## SUPPLIED MATERIAL
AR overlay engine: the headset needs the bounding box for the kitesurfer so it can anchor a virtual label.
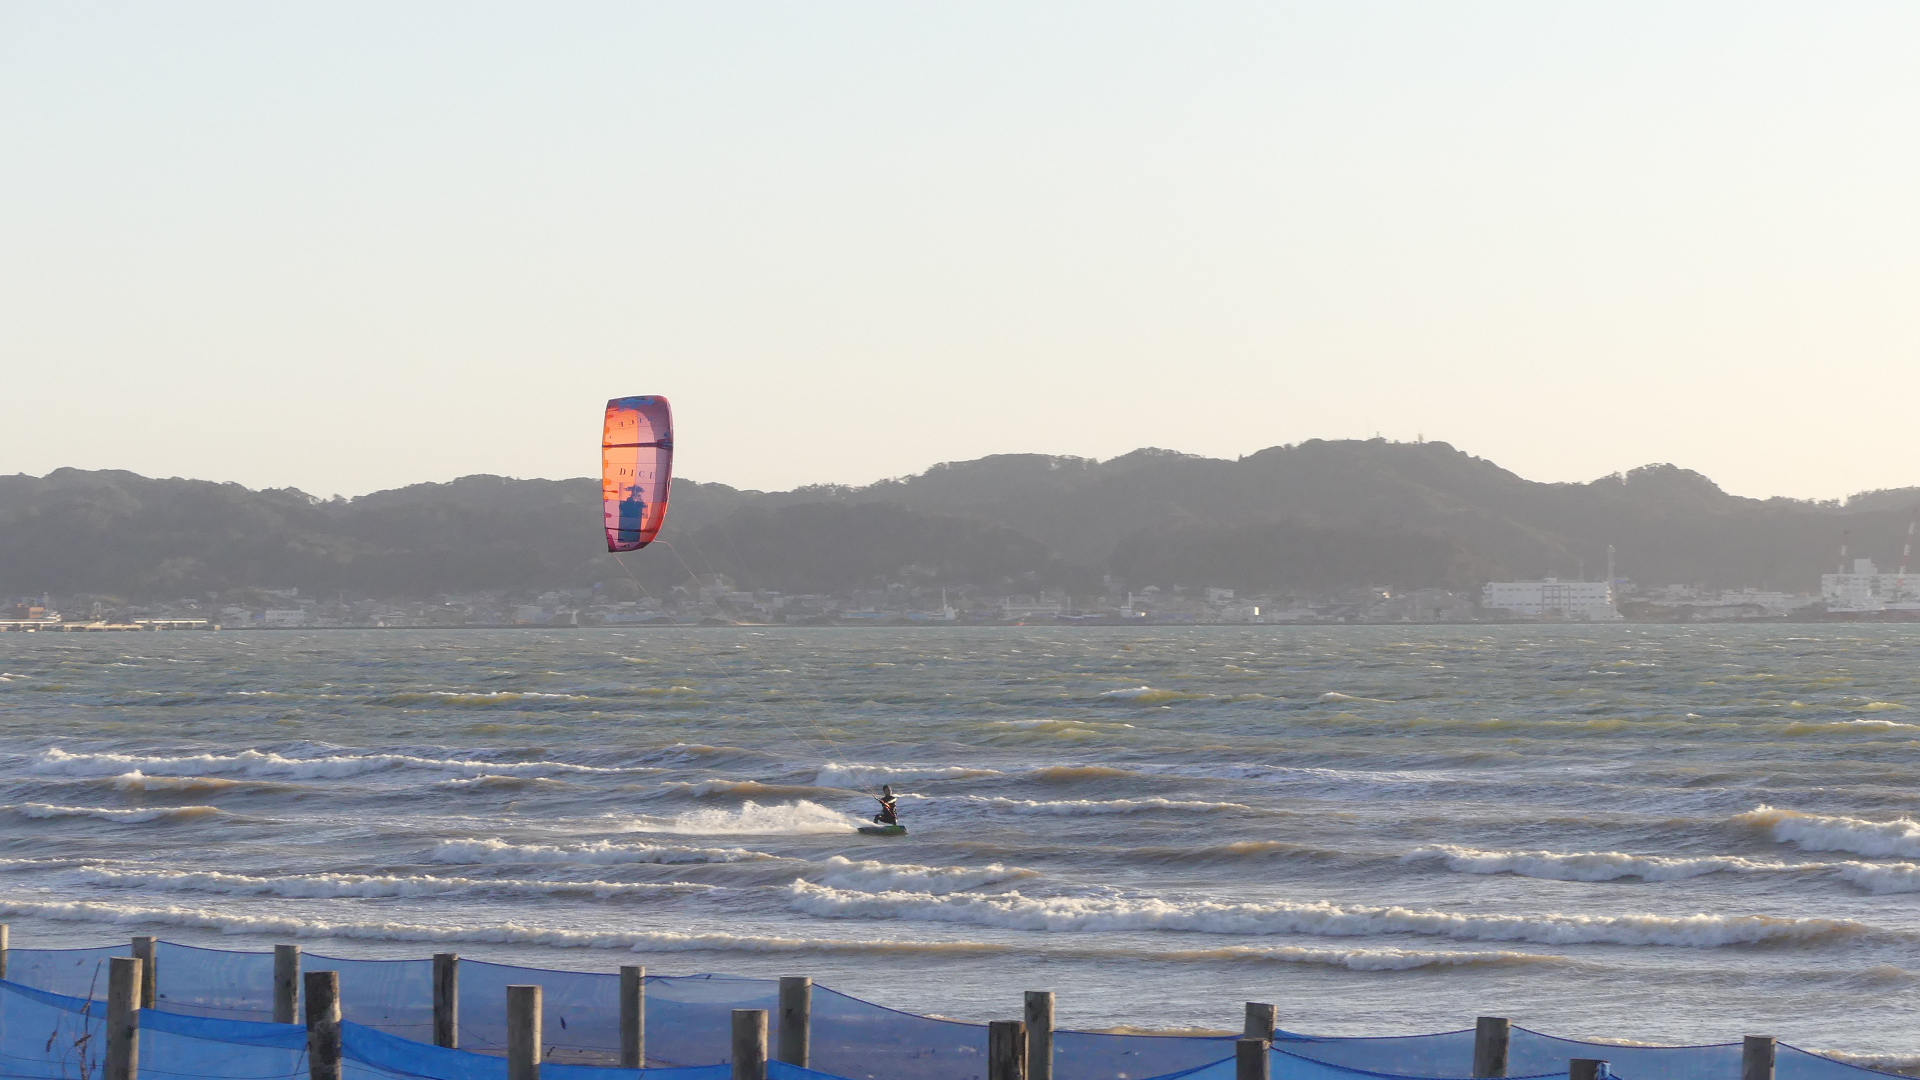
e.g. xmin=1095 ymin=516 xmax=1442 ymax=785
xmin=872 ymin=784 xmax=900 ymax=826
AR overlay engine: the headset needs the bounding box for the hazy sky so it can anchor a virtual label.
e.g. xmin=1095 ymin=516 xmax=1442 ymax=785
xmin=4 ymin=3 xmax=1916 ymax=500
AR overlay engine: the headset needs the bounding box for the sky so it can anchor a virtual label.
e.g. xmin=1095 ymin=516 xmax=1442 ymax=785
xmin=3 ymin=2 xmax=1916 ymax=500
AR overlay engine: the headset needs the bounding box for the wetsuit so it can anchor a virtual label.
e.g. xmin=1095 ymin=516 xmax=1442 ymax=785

## ASSIGNMENT
Reproduce the listing above exactly, but skip the pictures.

## SOLVED PROBLEM
AR overlay engine: the headset needs the bounding box for the kitesurfer so it can anchor a virtual label.
e.g. xmin=1095 ymin=516 xmax=1442 ymax=785
xmin=872 ymin=784 xmax=900 ymax=826
AR overlay engine: the headset needs the bounding box for the hazy sky so it can anchor a virtual label.
e.g. xmin=1095 ymin=516 xmax=1442 ymax=785
xmin=4 ymin=3 xmax=1916 ymax=500
AR overlay engine: the headset needs the bounding box for the sky so it can anchor a virtual label.
e.g. xmin=1095 ymin=516 xmax=1442 ymax=785
xmin=3 ymin=2 xmax=1916 ymax=500
AR overlay engine: the headset needs the bounding box for the wetsuit so it can anchor a virtual label.
e.g. xmin=1095 ymin=516 xmax=1442 ymax=785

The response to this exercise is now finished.